**Problem:** Which lines in the listing below contain the string "wooden"? Pick out each one and copy it.

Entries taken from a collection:
=====

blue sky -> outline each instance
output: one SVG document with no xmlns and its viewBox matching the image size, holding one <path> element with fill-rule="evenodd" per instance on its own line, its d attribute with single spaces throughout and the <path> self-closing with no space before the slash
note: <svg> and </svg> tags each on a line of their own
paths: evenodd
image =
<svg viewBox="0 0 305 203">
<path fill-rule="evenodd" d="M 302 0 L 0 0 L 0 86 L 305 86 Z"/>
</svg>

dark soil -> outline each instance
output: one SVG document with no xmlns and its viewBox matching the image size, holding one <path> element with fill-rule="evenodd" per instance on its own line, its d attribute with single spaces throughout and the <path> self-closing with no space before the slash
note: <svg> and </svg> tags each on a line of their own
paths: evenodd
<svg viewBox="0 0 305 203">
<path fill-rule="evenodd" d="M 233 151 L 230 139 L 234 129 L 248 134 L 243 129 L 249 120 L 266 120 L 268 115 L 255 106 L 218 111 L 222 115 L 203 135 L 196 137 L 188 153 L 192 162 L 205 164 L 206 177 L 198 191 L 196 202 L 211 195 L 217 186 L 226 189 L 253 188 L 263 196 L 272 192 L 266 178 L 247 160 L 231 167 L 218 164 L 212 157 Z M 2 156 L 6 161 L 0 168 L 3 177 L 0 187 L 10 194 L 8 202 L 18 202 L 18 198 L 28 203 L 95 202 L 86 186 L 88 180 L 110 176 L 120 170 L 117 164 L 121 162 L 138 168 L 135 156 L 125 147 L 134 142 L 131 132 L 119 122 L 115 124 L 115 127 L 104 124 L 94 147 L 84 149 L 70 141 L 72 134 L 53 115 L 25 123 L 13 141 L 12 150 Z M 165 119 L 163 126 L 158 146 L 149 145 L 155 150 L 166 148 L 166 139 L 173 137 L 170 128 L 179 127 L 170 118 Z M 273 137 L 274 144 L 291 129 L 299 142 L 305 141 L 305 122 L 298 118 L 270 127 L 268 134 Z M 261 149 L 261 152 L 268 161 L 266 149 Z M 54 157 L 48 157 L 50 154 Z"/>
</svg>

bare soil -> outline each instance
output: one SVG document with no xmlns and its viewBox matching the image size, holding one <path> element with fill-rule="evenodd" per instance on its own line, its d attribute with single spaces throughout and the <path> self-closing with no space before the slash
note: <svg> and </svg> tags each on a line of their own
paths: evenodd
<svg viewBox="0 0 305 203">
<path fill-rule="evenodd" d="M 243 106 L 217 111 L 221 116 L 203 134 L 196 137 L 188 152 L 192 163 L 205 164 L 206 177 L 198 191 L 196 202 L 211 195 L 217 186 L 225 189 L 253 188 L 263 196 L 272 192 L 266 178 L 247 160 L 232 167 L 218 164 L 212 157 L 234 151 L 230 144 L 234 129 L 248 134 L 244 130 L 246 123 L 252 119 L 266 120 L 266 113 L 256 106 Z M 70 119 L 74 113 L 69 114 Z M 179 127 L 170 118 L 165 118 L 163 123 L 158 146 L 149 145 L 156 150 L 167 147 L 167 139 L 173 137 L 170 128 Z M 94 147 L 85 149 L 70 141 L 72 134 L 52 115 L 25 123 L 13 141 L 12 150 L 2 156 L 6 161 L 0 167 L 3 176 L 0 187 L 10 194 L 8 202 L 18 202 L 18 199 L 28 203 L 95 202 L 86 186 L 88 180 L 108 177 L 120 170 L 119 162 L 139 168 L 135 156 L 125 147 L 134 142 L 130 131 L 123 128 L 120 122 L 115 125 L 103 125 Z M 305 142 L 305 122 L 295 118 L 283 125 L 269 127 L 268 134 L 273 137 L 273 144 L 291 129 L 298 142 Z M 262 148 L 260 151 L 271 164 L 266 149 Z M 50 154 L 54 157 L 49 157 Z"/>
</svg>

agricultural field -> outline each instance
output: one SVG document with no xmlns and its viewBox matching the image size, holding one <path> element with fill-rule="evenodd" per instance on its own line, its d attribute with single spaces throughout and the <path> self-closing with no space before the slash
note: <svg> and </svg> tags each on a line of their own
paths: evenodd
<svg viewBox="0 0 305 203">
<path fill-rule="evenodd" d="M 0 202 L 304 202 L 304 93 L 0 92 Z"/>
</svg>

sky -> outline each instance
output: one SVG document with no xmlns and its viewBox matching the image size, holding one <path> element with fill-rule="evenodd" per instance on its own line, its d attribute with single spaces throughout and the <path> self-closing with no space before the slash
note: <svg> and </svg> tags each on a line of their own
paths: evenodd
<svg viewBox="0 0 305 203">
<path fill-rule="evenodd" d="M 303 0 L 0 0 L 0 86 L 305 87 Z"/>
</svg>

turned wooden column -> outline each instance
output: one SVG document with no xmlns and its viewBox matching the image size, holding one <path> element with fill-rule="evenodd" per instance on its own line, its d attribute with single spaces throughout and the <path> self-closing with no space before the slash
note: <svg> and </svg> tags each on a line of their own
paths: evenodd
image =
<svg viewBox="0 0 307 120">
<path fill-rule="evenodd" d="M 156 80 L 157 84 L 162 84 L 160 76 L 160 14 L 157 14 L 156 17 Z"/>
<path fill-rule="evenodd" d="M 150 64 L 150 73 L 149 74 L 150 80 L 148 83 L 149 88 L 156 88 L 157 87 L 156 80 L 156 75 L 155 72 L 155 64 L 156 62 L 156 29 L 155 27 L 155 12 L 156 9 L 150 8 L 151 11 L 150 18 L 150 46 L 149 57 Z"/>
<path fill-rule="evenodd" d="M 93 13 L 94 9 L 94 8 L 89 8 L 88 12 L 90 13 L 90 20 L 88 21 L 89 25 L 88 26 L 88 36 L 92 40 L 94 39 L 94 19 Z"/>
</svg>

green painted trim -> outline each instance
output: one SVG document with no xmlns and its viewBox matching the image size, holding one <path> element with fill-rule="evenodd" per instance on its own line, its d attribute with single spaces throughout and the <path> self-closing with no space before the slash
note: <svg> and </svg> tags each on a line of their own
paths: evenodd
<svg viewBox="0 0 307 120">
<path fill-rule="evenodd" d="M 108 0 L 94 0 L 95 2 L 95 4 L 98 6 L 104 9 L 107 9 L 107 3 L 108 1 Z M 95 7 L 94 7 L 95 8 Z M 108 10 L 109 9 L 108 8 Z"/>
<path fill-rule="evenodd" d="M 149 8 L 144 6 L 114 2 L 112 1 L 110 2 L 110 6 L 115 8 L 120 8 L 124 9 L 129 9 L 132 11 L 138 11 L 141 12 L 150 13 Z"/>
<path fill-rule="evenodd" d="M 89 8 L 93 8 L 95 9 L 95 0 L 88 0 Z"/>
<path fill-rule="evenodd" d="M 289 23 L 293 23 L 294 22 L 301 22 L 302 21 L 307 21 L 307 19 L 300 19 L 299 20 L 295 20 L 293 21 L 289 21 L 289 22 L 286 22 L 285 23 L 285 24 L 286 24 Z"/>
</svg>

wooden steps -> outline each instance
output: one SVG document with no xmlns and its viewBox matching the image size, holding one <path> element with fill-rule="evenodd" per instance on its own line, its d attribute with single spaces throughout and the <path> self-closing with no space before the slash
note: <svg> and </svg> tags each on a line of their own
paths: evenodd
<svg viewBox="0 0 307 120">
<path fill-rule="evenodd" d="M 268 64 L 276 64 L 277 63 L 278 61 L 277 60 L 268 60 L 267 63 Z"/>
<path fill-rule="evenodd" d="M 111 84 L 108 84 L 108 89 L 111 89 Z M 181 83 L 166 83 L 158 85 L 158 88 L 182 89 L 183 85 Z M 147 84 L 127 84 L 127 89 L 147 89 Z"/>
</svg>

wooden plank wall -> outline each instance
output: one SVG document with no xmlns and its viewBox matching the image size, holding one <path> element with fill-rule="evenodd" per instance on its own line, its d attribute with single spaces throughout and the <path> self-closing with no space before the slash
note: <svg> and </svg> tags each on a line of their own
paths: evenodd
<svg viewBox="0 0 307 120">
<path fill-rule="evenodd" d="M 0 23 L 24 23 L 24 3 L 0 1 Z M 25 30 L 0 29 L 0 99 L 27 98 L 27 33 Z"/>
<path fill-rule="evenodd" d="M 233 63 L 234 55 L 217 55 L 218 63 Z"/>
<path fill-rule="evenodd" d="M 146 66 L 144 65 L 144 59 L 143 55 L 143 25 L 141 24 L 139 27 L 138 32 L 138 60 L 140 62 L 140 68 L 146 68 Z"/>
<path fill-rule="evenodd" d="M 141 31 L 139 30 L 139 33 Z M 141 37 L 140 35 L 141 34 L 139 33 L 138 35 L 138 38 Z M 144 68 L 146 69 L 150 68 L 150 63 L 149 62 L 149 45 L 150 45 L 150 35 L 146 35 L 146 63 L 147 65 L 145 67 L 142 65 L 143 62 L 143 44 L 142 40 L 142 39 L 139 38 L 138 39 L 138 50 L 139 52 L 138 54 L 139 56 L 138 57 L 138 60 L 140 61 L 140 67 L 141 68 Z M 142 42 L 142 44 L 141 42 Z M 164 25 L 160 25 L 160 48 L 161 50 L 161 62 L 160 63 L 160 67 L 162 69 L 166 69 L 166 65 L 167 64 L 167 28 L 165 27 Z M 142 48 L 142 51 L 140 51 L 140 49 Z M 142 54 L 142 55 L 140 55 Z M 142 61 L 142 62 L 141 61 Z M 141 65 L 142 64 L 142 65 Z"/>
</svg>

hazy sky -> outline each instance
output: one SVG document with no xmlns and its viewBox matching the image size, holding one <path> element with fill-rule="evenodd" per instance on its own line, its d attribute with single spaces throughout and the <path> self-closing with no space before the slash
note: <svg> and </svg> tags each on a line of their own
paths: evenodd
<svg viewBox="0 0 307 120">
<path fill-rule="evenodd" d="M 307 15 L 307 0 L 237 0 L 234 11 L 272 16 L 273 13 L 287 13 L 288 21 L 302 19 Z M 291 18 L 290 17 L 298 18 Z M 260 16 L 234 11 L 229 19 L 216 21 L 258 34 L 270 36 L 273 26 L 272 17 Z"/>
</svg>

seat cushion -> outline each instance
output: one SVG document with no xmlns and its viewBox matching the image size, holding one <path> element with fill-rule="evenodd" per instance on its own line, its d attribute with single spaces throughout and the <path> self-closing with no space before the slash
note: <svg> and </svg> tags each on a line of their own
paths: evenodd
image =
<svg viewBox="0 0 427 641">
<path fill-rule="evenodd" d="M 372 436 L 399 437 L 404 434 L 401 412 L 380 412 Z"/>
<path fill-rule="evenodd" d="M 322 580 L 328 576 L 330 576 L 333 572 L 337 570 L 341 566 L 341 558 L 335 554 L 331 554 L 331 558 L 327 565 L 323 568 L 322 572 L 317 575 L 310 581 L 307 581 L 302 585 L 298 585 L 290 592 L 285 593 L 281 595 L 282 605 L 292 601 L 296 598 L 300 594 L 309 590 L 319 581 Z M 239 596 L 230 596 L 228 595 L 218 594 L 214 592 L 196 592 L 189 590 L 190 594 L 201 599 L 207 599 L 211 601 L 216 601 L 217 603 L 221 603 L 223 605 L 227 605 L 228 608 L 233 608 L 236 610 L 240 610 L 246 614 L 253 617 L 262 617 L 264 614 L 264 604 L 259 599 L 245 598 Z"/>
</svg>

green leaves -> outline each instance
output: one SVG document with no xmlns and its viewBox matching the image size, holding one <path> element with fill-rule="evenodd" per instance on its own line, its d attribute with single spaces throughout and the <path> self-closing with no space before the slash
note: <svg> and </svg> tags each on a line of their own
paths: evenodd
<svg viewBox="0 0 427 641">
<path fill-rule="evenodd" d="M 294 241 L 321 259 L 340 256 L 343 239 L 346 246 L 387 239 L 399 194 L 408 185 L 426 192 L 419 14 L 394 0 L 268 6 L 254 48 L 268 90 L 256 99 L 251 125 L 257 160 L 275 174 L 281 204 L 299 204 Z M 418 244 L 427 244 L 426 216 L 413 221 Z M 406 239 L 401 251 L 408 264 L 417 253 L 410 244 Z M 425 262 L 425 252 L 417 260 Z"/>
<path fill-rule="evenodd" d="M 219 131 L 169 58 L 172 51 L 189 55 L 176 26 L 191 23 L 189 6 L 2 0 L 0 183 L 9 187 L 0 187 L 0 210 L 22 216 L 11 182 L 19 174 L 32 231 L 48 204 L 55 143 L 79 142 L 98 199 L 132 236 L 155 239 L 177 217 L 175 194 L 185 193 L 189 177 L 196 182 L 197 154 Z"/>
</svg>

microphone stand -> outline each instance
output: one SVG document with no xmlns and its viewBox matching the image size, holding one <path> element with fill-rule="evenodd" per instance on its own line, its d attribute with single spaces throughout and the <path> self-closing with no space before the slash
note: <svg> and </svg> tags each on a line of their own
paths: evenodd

=====

**Full output:**
turned wooden column -> outline each instance
wooden steps -> outline each instance
wooden plank wall -> outline each instance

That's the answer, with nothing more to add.